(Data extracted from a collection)

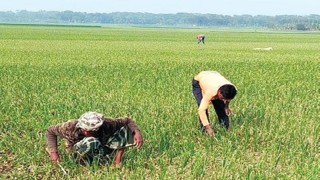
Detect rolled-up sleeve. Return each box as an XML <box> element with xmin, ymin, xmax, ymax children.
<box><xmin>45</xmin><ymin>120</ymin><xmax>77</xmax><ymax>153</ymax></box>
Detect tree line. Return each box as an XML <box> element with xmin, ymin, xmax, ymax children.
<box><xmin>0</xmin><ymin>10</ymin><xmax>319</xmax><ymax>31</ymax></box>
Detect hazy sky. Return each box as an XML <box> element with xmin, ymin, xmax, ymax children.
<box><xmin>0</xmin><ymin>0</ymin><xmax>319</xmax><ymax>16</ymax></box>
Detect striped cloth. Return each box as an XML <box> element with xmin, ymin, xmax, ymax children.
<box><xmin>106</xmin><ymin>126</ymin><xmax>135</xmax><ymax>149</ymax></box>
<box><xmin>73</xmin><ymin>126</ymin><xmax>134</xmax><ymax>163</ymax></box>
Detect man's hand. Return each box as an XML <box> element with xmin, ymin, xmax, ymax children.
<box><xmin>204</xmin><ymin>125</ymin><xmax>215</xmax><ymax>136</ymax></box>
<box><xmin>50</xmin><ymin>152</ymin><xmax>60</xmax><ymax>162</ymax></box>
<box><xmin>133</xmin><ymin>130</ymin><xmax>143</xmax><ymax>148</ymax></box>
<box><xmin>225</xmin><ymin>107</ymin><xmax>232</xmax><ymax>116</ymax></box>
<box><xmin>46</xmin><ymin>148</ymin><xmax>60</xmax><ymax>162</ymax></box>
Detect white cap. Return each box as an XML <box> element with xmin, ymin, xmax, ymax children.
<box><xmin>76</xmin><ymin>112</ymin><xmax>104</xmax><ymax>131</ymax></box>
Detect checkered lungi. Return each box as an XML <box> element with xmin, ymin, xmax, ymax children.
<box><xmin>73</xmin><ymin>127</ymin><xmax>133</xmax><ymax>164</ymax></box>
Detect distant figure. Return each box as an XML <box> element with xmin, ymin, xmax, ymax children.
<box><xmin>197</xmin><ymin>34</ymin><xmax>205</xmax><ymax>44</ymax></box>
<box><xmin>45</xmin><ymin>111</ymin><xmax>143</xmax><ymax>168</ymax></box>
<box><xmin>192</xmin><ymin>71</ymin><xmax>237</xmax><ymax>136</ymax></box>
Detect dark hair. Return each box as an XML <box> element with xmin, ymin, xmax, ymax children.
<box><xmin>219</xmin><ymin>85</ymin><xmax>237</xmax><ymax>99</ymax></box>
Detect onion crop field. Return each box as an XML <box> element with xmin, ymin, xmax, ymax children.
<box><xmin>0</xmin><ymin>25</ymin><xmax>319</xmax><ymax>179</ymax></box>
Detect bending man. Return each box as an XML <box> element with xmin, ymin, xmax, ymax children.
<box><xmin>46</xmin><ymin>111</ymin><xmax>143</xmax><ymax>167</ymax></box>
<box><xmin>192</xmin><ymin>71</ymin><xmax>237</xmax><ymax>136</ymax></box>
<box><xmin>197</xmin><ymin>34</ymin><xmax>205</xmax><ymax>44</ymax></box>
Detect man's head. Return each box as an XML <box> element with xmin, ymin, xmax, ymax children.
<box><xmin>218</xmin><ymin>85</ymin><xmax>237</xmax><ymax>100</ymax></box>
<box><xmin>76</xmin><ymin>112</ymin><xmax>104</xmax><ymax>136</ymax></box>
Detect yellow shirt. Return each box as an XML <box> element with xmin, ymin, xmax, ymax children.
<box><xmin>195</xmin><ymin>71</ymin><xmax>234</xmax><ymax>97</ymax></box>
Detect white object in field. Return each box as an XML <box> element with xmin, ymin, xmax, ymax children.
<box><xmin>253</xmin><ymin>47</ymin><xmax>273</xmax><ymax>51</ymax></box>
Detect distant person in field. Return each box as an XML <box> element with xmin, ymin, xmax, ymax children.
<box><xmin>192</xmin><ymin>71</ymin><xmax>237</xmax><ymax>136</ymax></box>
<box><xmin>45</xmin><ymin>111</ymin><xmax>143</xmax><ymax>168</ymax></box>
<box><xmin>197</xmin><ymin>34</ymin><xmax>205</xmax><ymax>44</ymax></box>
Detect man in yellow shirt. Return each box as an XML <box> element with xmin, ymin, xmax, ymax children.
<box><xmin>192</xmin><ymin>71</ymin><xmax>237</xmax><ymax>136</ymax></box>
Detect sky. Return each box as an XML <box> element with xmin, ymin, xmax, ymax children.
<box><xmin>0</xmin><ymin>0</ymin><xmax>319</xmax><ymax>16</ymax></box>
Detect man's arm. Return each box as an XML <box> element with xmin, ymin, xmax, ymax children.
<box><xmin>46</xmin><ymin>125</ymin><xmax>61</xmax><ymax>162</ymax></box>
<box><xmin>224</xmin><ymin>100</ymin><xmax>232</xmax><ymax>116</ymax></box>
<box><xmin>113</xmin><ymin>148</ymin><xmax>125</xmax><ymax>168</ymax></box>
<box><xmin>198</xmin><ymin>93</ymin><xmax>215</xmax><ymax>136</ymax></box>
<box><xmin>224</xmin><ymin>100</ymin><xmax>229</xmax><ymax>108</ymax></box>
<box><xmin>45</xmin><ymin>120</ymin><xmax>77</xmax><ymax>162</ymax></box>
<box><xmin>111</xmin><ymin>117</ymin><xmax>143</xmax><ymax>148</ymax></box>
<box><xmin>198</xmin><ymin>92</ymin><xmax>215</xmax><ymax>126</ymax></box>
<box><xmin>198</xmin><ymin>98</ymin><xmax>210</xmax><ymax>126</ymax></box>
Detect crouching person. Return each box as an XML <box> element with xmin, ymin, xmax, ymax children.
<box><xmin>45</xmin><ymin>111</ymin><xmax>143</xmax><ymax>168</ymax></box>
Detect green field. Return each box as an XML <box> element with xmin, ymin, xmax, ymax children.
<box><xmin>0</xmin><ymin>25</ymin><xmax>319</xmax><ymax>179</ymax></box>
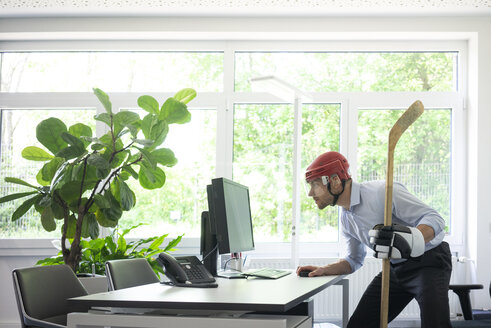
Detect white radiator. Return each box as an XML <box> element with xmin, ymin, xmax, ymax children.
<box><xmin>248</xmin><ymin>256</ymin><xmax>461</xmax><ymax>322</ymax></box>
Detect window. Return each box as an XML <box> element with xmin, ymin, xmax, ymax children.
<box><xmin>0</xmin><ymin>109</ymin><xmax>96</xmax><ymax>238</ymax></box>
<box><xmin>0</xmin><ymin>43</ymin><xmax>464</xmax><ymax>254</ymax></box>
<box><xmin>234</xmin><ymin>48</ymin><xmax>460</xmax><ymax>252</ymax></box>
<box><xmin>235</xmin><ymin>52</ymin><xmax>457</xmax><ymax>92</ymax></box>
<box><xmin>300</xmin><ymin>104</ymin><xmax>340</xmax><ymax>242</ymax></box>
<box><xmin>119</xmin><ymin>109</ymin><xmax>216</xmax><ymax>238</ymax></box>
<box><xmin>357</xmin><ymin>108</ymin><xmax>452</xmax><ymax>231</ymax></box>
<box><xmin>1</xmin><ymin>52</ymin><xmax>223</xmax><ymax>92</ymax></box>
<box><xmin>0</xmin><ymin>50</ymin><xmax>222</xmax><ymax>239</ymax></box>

WHAT THE TASK ASKS: Output all of the data above exactly; no pictures should appear.

RESULT BELOW:
Detect rolled-up sleeve. Return each box as an XML <box> element with xmin, ymin, xmax, ymax children.
<box><xmin>45</xmin><ymin>120</ymin><xmax>77</xmax><ymax>153</ymax></box>
Detect tree line. Return each box as an XML <box> element with xmin, ymin, xmax, ymax children.
<box><xmin>0</xmin><ymin>10</ymin><xmax>319</xmax><ymax>31</ymax></box>
Detect hazy sky. Return each box as an XML <box> element with xmin, ymin, xmax, ymax children.
<box><xmin>0</xmin><ymin>0</ymin><xmax>319</xmax><ymax>16</ymax></box>
Detect striped cloth. Return each box as an XML <box> element with xmin, ymin, xmax, ymax children.
<box><xmin>106</xmin><ymin>126</ymin><xmax>135</xmax><ymax>149</ymax></box>
<box><xmin>73</xmin><ymin>126</ymin><xmax>134</xmax><ymax>163</ymax></box>
Detect man's hand. Return each box as an XML <box> element with xmin, ymin, xmax, ymax children.
<box><xmin>204</xmin><ymin>125</ymin><xmax>215</xmax><ymax>136</ymax></box>
<box><xmin>50</xmin><ymin>152</ymin><xmax>60</xmax><ymax>162</ymax></box>
<box><xmin>133</xmin><ymin>130</ymin><xmax>143</xmax><ymax>148</ymax></box>
<box><xmin>225</xmin><ymin>107</ymin><xmax>232</xmax><ymax>116</ymax></box>
<box><xmin>46</xmin><ymin>148</ymin><xmax>60</xmax><ymax>162</ymax></box>
Detect white cap. Return each box as an XML <box> element with xmin, ymin, xmax, ymax children.
<box><xmin>76</xmin><ymin>112</ymin><xmax>104</xmax><ymax>131</ymax></box>
Detect checkered lungi. Return each box as an XML <box> element with xmin, ymin, xmax, ymax children.
<box><xmin>73</xmin><ymin>127</ymin><xmax>133</xmax><ymax>164</ymax></box>
Detect distant figure. Return each box as an XML <box> element with xmin, ymin, xmax, ymax children.
<box><xmin>197</xmin><ymin>34</ymin><xmax>205</xmax><ymax>44</ymax></box>
<box><xmin>45</xmin><ymin>111</ymin><xmax>143</xmax><ymax>168</ymax></box>
<box><xmin>192</xmin><ymin>71</ymin><xmax>237</xmax><ymax>136</ymax></box>
Detect dark hair. Return each box as an XML <box> element with xmin, ymin, xmax, ymax children.
<box><xmin>219</xmin><ymin>85</ymin><xmax>237</xmax><ymax>99</ymax></box>
Detect onion crop field. Return each box as an XML <box> element with xmin, ymin, xmax, ymax children.
<box><xmin>0</xmin><ymin>25</ymin><xmax>319</xmax><ymax>179</ymax></box>
Detect bending man. Return each box as an XML <box> element with xmin, ymin, xmax, ymax children.
<box><xmin>46</xmin><ymin>111</ymin><xmax>143</xmax><ymax>167</ymax></box>
<box><xmin>192</xmin><ymin>71</ymin><xmax>237</xmax><ymax>136</ymax></box>
<box><xmin>197</xmin><ymin>34</ymin><xmax>205</xmax><ymax>44</ymax></box>
Detect man's head. Return each box as an XML <box> element with xmin, ymin, xmax, ymax children.
<box><xmin>218</xmin><ymin>85</ymin><xmax>237</xmax><ymax>100</ymax></box>
<box><xmin>76</xmin><ymin>112</ymin><xmax>104</xmax><ymax>136</ymax></box>
Detect yellow shirt. Return each box as an XML <box> element with xmin, ymin, xmax, ymax children.
<box><xmin>195</xmin><ymin>71</ymin><xmax>234</xmax><ymax>97</ymax></box>
Detect white object in field. Return each box as an XML <box> element with xmin, ymin, xmax, ymax children.
<box><xmin>253</xmin><ymin>47</ymin><xmax>273</xmax><ymax>51</ymax></box>
Detect distant person in field. Return each box as an XML <box> element with xmin, ymin, xmax, ymax children.
<box><xmin>192</xmin><ymin>71</ymin><xmax>237</xmax><ymax>136</ymax></box>
<box><xmin>45</xmin><ymin>111</ymin><xmax>143</xmax><ymax>168</ymax></box>
<box><xmin>197</xmin><ymin>34</ymin><xmax>205</xmax><ymax>44</ymax></box>
Detect man in yellow shirt. Return each box as an XML <box> element with xmin, ymin, xmax, ymax children.
<box><xmin>192</xmin><ymin>71</ymin><xmax>237</xmax><ymax>136</ymax></box>
Detect sky. Return each box as an XML <box> element with xmin, ymin, xmax, ymax children.
<box><xmin>0</xmin><ymin>0</ymin><xmax>319</xmax><ymax>16</ymax></box>
Detect man's arm. Return each box as an XML <box> element with xmin, ymin, xmax, ymax children.
<box><xmin>46</xmin><ymin>125</ymin><xmax>61</xmax><ymax>162</ymax></box>
<box><xmin>224</xmin><ymin>100</ymin><xmax>232</xmax><ymax>116</ymax></box>
<box><xmin>113</xmin><ymin>148</ymin><xmax>125</xmax><ymax>168</ymax></box>
<box><xmin>198</xmin><ymin>93</ymin><xmax>215</xmax><ymax>136</ymax></box>
<box><xmin>224</xmin><ymin>100</ymin><xmax>229</xmax><ymax>108</ymax></box>
<box><xmin>45</xmin><ymin>120</ymin><xmax>77</xmax><ymax>162</ymax></box>
<box><xmin>111</xmin><ymin>117</ymin><xmax>143</xmax><ymax>148</ymax></box>
<box><xmin>198</xmin><ymin>92</ymin><xmax>215</xmax><ymax>126</ymax></box>
<box><xmin>198</xmin><ymin>98</ymin><xmax>210</xmax><ymax>126</ymax></box>
Detect crouching person. Return each box as an XML <box> element with xmin, ymin, xmax, ymax children.
<box><xmin>45</xmin><ymin>111</ymin><xmax>143</xmax><ymax>168</ymax></box>
Detect green field. Return each box as an XML <box> element with xmin, ymin, xmax, ymax children.
<box><xmin>0</xmin><ymin>25</ymin><xmax>319</xmax><ymax>179</ymax></box>
Detect white radiator. Return each box as an XML <box> element with xmin, ymin, xmax, ymax children.
<box><xmin>248</xmin><ymin>256</ymin><xmax>461</xmax><ymax>322</ymax></box>
Detect window. Return each box as an XML <box> element with xmin, ymin, xmax, ymax children.
<box><xmin>0</xmin><ymin>109</ymin><xmax>96</xmax><ymax>238</ymax></box>
<box><xmin>0</xmin><ymin>43</ymin><xmax>464</xmax><ymax>254</ymax></box>
<box><xmin>234</xmin><ymin>48</ymin><xmax>460</xmax><ymax>252</ymax></box>
<box><xmin>235</xmin><ymin>52</ymin><xmax>457</xmax><ymax>92</ymax></box>
<box><xmin>300</xmin><ymin>104</ymin><xmax>340</xmax><ymax>242</ymax></box>
<box><xmin>119</xmin><ymin>109</ymin><xmax>216</xmax><ymax>238</ymax></box>
<box><xmin>357</xmin><ymin>108</ymin><xmax>452</xmax><ymax>231</ymax></box>
<box><xmin>1</xmin><ymin>52</ymin><xmax>223</xmax><ymax>92</ymax></box>
<box><xmin>0</xmin><ymin>50</ymin><xmax>222</xmax><ymax>239</ymax></box>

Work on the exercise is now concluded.